• [TAREA 1]: Según el artículo sobre los perros, ¿de qué pueblo eran los perros a los que en la antigüedad se llamaba molosos?
• [TAREA 2]: Prosiga el artículo sobre los perros a partir de su última oración.

• [TEXTO PROPORCIONADO]:
+---+

El miedo del sociólogo Yonnet se manifiesta hasta en las calles. Se aterra ante "uno de esos molosos que cualquiera puede llevar consigo sin necesidad de un permiso de licencia de armas". Moloso es una palabra bonita, pero impropia: se hablaba en la antigüedad de los molosos como los perros de los molosios, un pueblo de Tesalia que movilizó Pirro -el perro de Pirro- y de los que no quedan rastros; el valor literario de la palabra está en su resonancia con coloso por una parte, con mole por otra; pero el sonido de estos armónicos tiene poco que ver con la sociología. He paseado largamente uno de estos molosos -un boxer-, paseo ahora dos juntos -dos dobermann- y siempre mis mayores esfuerzos han sido para evitar los excesos de efusión afectiva para con los viandantes, sobre todo con los niños supuestamente desvalidos, aun con aquellos que tienen una afición desmedida, quizá precursora de futuras profesiones, por tirar de las sensibles orejas y dar puntapiés en los débiles flancos de los perros: la frase de que el niño es "víctima muy apetecida, por lo demás" del perro, es absolutamente fantástica y maligna. Hay una antigua y probada amistad entre perros y niños, y se sabe que en casos peculiares de celos los perros se dejan morir antes que agredir al niño. Incluso, en el parquecillo que frecuento, he tropezado con amigos sociólogos de la rama seria -atraídos como por un tropismo irreprimible por la librería de Marcial Pons- y he presenciado emotivos casos de ternura mutua: ha habido sociólogo que ha brincado y ladrado para jugar con mis perros. Digno de verse.

Idea inadecuada

La idea de Paul Yonnet de que esta intimidad entre la persona y el animal doméstico -perro o gato- produce una deshumanización activa del hombre y, simultáneamente, una deshumanización del animal es aparte de antigua, absolutamente inadecuada. Un mero caso de lenguajismo científico para justificar su aversión personal. Sin necesidad de entrar en la psicología del comportamiento, en la etología, en las misteriosas profundidades freudianas de Konrad Lorenz con las que pretendía justificar impulsos innatos de agresión de su grupo humano, en la simpática comercialidad de Desmond Morris; alejándose de la ecología como fanatismo y de ciertos desarrollos actuales del darwinismo; olvidando el término alemán de Auslöser o el inglés de release, o la teoría del imprinting, es decir, procurando desprenderse de la tentación de pedantería que brota con entusiasta espontaneidad cuando uno escribe un artículo para EL PAÍS, basta con la proximidad prolongada a un animal doméstico para desprenderse de viejos prejuicios. Un perro -un gato- es un individuo. El uso del lenguaje prefiere que se diga "un ejemplar", referido generalmente a la raza de que procede, pero es impropio. Viene de los tiempos en que se debatía la cuestión del alma y se daba ésta como patrimonio exclusivo del ser humano. Ejemplar denota la repetición exacta de copias iguales: como en un libro, como en un periódico. La idea de que el hombre,tiene alma-pensarniento-lenguaje y el perro no, es obsoleta. No la han podido cubrir los descubrimientos reduciendo al perro a un simple productor de tropismos, instintos o reflejos; de la misma manera que los abusos de la etología y la psicología del comportamiento tampoco pueden reducir al hombre a ese manojo reactivo. Todo es mucho más complejo, mucho más rico, y esa riqueza se multiplica a medida que perdemos la noción de "lo natural" o "la naturaleza" y ampliamos o modificamos los conceptos de "humanidad", de individualidad, de diferenciaciones. Las fronteras mentales se van rompiendo, y es evidente que ello causa dolorosas confusiones a quenes viven de dogmas, normas, escuelas, pautas.

+---+

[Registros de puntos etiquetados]
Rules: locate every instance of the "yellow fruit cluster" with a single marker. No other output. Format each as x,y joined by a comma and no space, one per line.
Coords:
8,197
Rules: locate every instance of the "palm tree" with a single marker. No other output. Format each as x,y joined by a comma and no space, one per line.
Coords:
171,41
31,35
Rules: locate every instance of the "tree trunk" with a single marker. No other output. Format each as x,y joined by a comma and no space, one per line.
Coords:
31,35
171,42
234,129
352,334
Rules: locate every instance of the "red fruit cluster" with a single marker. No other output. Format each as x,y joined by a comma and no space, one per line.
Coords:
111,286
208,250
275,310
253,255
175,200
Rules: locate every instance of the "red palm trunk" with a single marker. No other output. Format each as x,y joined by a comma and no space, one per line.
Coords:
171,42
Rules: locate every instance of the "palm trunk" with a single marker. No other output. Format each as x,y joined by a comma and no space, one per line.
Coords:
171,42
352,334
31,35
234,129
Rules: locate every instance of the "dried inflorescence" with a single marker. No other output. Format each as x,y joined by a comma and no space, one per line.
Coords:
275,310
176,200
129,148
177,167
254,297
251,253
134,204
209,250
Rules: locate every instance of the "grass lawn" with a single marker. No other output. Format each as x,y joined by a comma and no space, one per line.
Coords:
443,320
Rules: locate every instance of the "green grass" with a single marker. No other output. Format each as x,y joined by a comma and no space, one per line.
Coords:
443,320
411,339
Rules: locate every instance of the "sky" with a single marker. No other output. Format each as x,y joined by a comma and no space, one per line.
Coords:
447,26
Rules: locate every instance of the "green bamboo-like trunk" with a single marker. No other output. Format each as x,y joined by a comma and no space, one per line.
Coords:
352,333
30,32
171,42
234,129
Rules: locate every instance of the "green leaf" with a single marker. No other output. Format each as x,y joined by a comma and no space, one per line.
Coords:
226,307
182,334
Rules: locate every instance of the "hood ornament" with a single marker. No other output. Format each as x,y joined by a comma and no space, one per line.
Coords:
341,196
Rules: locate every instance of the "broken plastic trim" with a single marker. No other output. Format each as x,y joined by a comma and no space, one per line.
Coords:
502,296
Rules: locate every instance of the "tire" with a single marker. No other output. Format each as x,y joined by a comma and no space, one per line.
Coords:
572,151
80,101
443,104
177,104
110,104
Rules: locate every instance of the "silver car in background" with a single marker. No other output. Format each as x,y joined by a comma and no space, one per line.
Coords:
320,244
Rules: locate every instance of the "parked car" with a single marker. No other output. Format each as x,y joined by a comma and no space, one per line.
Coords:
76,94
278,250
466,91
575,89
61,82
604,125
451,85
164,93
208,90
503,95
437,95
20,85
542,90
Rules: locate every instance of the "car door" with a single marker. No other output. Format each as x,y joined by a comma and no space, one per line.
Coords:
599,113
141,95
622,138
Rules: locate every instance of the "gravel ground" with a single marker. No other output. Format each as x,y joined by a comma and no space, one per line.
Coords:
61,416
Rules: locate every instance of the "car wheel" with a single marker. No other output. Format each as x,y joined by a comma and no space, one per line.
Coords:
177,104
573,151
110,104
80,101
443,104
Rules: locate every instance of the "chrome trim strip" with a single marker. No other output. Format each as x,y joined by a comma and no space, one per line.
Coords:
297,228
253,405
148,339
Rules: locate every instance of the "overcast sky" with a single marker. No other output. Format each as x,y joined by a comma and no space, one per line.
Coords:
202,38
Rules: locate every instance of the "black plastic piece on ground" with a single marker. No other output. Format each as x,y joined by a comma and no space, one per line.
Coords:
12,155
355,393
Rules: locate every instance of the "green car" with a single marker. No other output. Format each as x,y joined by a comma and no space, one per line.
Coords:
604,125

+---+

• [RESULTADO ESPERADO 1]: De los molosios, un pueblo de Tesalia.

• [RESULTADO ESPERADO 2]:
Cada uno de los perros de este mundo tiene una actividad propia y podría decirse que el condicionamiento de las personas ha mellado más el individualismo del humano que el de los animales. La adecuación del perro al medio doméstico es, en efecto, producto de un aprendizaje -como cualquier inserción en la sociedad o en el grupo como la del extranjero, la del huésped de "pensión completa" o la del recién llegado a un empleo-, pero nadie puede desdeñar el aspecto de voluntariedad del animal y su firme decisión de estar admitido en el grupo sin dejar nunca de ser él mismo. Puede haber más reparos en considerarle como persona, aunque tengan rasgos personales. Los muestra incluso en el sentido más etimológico el e la palabra: per-sonar, hacer sonar la voz, específicamente a través de una máscara de teatro (de donde personaje): es cierto que el perro tiene menos capacidad de fingir, interpretar, representar, pero la tiene. Puede hacer per-sonar su ladrido, cambiarlo de octava y timbre, para dar miedo al intruso, quejarse, protestar, molestar o alegrarse, o para requerir sus derechos -el perro es fiel, pero tiene un sentido de su derecho, como lo tiene de la justicia, del bien y del mal, con respecto a determinadas situaciones muy generales-; puede fingirse enfermo en algunas ocasiones. Pero de una manera general no puede decirse que sea un buen actor, aunque las cualidades profesionales de los actores hayan bajado tanto en los últimos tiempos, principalmente porque hay determinadas escuelas que les quieren animalizar, convertirlos en objeto de reflejos condicionados.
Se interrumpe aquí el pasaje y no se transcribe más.